ASSIGNED TASK: Set every entry down again, unchanged, picture-free.

Dataset entries
=== Section Start ===
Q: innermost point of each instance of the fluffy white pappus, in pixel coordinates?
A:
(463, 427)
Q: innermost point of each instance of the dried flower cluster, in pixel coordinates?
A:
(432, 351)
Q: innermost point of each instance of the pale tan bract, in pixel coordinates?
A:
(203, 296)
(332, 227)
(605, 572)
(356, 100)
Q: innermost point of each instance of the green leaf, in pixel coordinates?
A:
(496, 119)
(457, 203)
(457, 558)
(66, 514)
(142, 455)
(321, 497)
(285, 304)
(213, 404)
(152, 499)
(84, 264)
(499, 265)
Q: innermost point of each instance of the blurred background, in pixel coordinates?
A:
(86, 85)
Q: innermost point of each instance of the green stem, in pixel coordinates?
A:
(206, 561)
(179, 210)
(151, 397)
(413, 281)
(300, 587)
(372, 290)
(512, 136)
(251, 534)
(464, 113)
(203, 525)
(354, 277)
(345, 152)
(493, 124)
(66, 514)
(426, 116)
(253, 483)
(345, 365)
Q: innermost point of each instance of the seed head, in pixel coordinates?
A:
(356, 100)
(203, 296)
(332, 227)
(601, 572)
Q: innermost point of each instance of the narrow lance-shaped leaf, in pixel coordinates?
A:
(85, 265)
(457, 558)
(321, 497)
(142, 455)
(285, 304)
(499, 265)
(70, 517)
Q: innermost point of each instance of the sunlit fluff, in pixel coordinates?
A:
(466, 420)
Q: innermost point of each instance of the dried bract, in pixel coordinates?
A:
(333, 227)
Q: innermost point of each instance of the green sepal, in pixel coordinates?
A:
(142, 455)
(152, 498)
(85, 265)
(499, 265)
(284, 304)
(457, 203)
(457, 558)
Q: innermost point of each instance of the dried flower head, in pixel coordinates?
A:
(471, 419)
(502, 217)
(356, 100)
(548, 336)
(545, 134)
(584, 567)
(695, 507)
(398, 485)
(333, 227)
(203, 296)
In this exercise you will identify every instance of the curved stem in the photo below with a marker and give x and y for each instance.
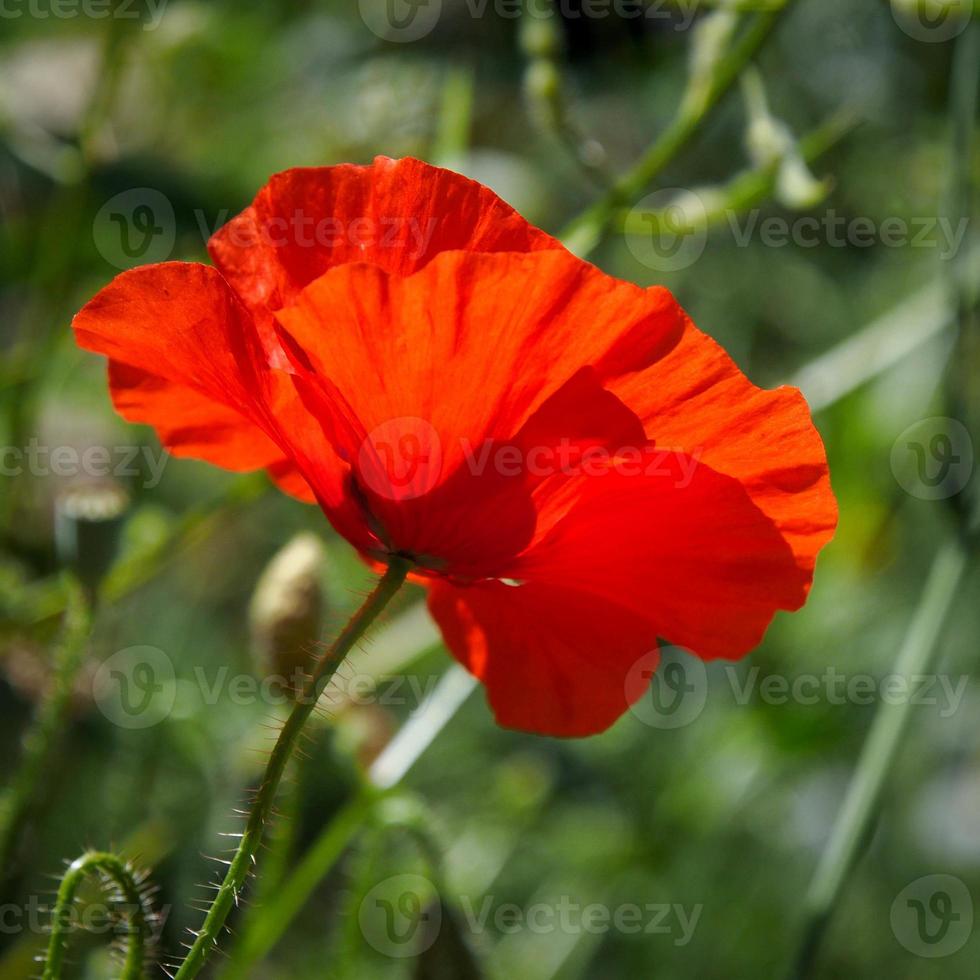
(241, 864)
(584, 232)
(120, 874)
=== Section End ===
RESULT OF THE TASK:
Q: innermost point of each instance of the fluffy white pappus, in pixel coordinates?
A:
(463, 427)
Q: innermost point of each instance of the dried flower cluster, in pixel coordinates?
A:
(432, 351)
Q: innermost point of each instance of the pale tan bract, in pixel coordinates?
A:
(203, 296)
(332, 227)
(605, 572)
(356, 100)
Q: innermost point of each instance of the green leaf, in pixel coordinates?
A:
(496, 119)
(457, 203)
(457, 558)
(66, 514)
(142, 455)
(321, 497)
(285, 304)
(213, 404)
(152, 499)
(84, 264)
(499, 265)
Q: innermost point of each instance of the blurred background, in pixel coordinates?
A:
(86, 85)
Q: innermost point of each instance of the green stem, in pixel coordinates?
A:
(206, 561)
(179, 210)
(151, 397)
(413, 281)
(300, 587)
(372, 290)
(512, 136)
(251, 534)
(464, 113)
(203, 525)
(354, 277)
(345, 152)
(493, 124)
(66, 514)
(426, 116)
(253, 483)
(345, 365)
Q: innermost point of each instance of the seed head, in pixel coordinates?
A:
(356, 100)
(203, 296)
(332, 227)
(601, 572)
Q: innermost point of each instance of the narrow lance-shaped leaf, in pixel coordinates?
A:
(85, 265)
(457, 558)
(321, 497)
(142, 455)
(285, 304)
(499, 265)
(70, 517)
Q: innermost point of each instance of the sunlit fluff, in pixel coordinates?
A:
(466, 420)
Q: innermost point of each instance of the dried bract, in pixel coordinates?
A:
(333, 227)
Q: innermost point of each instance of the green sepal, in pixel coordinates?
A:
(142, 455)
(152, 498)
(85, 265)
(499, 265)
(284, 304)
(457, 203)
(457, 558)
Q: innermost point of each instance of the dried flower head, in pixel coordinates?
A:
(471, 419)
(502, 217)
(356, 100)
(548, 336)
(545, 134)
(584, 567)
(695, 507)
(398, 485)
(333, 227)
(203, 296)
In this exercise you will identify every instance of the curved stem in the photo below with a marker and give x and y for each instance.
(241, 864)
(584, 232)
(120, 874)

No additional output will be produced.